** start of Records shown **
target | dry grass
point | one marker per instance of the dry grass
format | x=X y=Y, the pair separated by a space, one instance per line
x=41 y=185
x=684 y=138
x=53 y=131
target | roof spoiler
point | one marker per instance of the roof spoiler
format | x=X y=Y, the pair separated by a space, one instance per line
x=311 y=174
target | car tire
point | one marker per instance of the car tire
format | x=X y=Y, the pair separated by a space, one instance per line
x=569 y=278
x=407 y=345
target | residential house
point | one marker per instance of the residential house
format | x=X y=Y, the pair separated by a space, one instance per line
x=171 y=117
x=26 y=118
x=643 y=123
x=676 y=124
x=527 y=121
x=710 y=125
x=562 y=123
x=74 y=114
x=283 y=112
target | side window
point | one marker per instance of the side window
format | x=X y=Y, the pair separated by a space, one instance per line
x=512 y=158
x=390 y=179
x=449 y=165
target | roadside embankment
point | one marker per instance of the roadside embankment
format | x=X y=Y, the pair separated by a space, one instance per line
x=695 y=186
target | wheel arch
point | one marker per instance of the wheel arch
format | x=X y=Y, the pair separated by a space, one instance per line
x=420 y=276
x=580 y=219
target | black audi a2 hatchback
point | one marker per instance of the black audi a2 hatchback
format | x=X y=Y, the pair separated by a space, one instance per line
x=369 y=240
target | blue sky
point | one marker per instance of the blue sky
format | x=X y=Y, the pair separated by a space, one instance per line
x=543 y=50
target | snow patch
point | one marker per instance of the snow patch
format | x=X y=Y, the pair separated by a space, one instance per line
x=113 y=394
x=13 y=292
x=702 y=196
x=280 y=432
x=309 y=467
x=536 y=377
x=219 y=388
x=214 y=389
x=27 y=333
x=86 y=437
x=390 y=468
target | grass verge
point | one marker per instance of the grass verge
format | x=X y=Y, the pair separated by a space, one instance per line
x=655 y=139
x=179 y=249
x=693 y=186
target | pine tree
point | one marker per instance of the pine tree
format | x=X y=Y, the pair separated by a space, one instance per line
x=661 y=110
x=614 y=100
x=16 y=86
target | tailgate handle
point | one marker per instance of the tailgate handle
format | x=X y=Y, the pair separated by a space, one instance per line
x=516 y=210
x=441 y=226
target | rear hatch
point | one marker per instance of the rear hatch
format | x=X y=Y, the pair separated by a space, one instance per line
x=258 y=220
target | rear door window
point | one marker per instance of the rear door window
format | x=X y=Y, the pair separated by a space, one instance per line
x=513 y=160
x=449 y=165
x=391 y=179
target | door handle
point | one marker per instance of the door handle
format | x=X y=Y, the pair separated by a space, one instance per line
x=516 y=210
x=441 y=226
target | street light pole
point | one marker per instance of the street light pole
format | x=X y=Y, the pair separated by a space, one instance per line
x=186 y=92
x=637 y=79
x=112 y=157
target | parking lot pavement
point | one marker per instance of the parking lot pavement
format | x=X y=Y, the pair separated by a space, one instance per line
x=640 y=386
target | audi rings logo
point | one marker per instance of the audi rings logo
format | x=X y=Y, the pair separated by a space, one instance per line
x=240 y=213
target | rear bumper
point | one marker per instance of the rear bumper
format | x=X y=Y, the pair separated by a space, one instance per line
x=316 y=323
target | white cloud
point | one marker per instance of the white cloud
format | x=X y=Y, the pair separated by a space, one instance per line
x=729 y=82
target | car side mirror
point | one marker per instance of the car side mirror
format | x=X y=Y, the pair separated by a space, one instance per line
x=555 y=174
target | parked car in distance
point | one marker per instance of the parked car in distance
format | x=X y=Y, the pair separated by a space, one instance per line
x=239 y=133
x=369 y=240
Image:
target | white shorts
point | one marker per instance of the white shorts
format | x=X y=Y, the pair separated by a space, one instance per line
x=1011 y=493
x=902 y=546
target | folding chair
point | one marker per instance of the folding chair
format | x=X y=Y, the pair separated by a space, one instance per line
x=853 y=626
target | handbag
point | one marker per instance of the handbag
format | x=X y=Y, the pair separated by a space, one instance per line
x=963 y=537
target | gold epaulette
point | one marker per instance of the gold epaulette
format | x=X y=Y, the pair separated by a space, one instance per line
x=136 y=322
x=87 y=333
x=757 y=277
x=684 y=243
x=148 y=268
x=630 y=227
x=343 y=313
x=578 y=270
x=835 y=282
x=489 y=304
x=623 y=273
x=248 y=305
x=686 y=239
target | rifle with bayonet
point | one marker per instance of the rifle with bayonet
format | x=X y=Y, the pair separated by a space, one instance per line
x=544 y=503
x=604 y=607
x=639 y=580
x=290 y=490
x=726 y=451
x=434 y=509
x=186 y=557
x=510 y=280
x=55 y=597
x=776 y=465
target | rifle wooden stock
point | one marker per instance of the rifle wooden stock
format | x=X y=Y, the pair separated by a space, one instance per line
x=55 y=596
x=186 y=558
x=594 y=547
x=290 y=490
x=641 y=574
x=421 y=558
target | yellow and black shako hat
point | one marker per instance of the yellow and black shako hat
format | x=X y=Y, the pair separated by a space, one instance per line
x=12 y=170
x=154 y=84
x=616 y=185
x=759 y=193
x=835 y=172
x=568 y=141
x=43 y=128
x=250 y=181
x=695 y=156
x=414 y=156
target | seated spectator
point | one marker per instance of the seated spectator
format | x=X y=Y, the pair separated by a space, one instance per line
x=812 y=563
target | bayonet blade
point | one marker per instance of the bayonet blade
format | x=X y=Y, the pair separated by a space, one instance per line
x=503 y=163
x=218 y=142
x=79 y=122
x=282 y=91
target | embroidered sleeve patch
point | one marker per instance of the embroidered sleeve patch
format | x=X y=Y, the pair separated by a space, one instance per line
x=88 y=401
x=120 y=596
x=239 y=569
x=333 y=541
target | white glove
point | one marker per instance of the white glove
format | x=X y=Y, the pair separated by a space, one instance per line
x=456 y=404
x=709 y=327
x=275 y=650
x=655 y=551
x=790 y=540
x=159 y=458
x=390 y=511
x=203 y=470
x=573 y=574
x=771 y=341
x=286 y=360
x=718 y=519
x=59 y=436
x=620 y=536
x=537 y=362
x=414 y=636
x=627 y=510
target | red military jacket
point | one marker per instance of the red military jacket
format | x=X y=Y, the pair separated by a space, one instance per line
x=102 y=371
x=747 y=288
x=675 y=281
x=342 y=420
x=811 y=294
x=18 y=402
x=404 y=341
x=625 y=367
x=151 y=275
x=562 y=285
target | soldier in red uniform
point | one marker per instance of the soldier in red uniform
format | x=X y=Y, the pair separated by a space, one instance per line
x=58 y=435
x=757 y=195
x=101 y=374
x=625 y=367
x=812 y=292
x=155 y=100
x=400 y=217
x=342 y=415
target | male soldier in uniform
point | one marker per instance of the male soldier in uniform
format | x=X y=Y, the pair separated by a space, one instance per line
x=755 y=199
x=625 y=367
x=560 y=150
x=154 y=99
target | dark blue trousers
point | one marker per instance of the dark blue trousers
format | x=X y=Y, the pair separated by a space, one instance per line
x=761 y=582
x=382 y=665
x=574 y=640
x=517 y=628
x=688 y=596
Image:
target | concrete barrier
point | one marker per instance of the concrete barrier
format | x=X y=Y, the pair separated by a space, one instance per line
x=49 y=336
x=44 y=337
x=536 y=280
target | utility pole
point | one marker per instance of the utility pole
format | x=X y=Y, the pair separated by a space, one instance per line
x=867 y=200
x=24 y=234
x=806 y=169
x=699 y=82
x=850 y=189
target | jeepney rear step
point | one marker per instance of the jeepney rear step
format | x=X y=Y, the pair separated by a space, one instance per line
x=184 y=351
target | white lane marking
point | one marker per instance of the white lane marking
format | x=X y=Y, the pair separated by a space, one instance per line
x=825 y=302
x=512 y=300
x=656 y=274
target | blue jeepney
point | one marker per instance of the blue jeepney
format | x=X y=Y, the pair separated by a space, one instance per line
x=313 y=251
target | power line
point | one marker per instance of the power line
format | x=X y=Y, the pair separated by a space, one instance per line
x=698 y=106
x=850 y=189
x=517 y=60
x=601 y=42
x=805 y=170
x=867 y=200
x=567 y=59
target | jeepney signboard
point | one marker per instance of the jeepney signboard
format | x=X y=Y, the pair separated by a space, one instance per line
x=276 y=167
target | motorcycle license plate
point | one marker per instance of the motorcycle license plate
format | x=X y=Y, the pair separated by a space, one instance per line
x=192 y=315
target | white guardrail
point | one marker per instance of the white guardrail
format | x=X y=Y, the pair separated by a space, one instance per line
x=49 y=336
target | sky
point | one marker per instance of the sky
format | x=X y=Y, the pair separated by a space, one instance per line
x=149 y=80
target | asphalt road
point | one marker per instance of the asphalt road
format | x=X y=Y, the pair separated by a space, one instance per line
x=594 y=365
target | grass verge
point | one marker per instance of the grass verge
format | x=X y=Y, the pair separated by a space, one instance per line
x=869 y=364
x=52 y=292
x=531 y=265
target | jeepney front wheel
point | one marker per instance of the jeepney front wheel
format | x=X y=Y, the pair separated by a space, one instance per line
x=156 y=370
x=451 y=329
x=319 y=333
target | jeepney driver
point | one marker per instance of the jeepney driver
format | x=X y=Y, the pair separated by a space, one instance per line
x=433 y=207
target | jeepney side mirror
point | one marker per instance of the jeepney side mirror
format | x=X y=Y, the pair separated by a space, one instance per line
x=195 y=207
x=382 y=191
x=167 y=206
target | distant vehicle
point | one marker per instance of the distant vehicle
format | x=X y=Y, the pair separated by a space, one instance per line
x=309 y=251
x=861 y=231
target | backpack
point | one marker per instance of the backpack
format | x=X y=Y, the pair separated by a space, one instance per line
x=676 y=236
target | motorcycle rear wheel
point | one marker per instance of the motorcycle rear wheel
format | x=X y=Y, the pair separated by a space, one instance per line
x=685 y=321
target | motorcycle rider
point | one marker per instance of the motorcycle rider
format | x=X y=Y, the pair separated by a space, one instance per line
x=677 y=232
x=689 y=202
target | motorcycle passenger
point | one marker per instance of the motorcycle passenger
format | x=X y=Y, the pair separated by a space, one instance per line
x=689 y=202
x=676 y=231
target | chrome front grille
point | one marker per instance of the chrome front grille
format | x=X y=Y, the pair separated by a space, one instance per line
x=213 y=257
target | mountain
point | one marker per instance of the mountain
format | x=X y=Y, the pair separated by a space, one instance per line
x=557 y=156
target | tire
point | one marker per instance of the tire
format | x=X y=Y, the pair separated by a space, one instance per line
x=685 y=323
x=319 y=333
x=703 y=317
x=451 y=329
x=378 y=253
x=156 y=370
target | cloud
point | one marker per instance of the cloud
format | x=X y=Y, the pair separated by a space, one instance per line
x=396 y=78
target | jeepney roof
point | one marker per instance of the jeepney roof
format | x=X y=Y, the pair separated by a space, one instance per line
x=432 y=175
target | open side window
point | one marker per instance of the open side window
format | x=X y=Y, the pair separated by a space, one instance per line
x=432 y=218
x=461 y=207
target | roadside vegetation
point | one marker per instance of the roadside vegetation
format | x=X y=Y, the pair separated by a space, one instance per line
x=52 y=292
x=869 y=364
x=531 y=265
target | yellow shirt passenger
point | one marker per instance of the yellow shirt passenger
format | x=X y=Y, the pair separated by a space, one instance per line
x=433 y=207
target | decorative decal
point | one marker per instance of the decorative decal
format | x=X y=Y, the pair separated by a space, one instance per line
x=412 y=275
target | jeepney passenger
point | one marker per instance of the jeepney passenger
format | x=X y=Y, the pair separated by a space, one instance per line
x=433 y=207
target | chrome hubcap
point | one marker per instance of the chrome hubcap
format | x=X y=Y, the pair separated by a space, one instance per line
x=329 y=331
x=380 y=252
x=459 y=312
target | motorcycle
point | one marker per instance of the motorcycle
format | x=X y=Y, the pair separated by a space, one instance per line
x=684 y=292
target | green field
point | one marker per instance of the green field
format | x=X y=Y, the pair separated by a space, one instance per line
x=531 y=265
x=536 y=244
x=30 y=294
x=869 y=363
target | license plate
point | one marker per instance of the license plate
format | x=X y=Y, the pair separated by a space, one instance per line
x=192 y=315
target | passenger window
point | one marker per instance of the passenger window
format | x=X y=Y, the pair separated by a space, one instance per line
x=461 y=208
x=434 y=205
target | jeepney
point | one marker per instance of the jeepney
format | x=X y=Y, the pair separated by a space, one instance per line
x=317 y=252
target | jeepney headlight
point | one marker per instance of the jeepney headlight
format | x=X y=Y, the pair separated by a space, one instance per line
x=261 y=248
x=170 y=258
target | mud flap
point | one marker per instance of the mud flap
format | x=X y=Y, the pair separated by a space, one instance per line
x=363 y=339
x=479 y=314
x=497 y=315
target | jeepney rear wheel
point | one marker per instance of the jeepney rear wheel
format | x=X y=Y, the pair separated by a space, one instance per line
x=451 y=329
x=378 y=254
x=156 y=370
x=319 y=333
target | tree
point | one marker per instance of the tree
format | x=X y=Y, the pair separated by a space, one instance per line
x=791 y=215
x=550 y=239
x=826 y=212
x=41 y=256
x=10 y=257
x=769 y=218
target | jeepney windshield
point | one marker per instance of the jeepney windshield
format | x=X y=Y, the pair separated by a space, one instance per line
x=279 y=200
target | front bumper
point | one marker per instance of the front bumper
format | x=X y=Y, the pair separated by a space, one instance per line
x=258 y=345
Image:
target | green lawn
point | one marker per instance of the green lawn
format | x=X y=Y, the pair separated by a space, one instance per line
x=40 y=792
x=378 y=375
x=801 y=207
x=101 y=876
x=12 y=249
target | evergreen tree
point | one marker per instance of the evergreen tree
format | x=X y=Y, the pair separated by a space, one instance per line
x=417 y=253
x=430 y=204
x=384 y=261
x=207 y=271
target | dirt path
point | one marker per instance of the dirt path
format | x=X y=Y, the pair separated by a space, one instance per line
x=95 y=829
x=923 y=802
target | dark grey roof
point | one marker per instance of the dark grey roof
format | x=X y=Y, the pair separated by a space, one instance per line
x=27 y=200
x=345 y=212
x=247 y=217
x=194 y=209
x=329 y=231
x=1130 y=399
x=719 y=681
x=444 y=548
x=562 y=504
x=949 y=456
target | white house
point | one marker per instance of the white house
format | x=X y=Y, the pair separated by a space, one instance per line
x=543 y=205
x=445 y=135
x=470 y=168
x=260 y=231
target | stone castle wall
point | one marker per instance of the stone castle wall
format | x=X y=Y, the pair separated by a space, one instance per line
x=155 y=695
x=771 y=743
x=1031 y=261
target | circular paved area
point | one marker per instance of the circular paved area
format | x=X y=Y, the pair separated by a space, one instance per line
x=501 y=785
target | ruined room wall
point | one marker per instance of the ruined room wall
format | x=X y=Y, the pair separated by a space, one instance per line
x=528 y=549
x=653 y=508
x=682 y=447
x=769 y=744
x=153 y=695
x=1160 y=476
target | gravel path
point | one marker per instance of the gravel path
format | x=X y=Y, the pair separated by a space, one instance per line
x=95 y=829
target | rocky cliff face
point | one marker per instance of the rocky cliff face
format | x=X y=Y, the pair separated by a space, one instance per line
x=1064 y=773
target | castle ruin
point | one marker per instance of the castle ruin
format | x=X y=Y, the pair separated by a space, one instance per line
** end of Records shown **
Exercise instructions: Rescale the listing from the line that contains "target | jeepney headlight" through the line that contains "x=258 y=345", both included, and give only those lines. Repeat every line with the requests unchanged, multiplying each coordinate in the answers by 1.95 and rounding to whole numbers, with halves rounded up.

Answer below:
target | jeepney headlight
point | one marker per instance of the jeepney headlight
format | x=X y=Y, the pair separated by a space, one instance per line
x=509 y=484
x=332 y=503
target | mud flap
point | one marker per instance of the mud flap
format | x=X y=Y, the pair separated by a space, one instance per line
x=708 y=661
x=934 y=612
x=969 y=614
target | jeepney rear wheel
point | one marker per instance of the jeepney rear wheel
format | x=X y=Y, the pair separated by a space, one instance per line
x=879 y=642
x=737 y=495
x=304 y=722
x=622 y=649
target | tree
point | one marker per instance of the tree
format | x=X y=Y, the pair separated by a space, one instance per line
x=1542 y=419
x=1073 y=466
x=1611 y=413
x=80 y=499
x=20 y=501
x=1500 y=425
target | jeepney windshield
point | one marker per instance of the jeepney windshield
format | x=X y=Y, the pair separated by a space, one instance per line
x=544 y=390
target | front bumper
point | one marker per instance of the front bumper
format | x=X y=Y, the pair separated by a space, one instance per line
x=503 y=673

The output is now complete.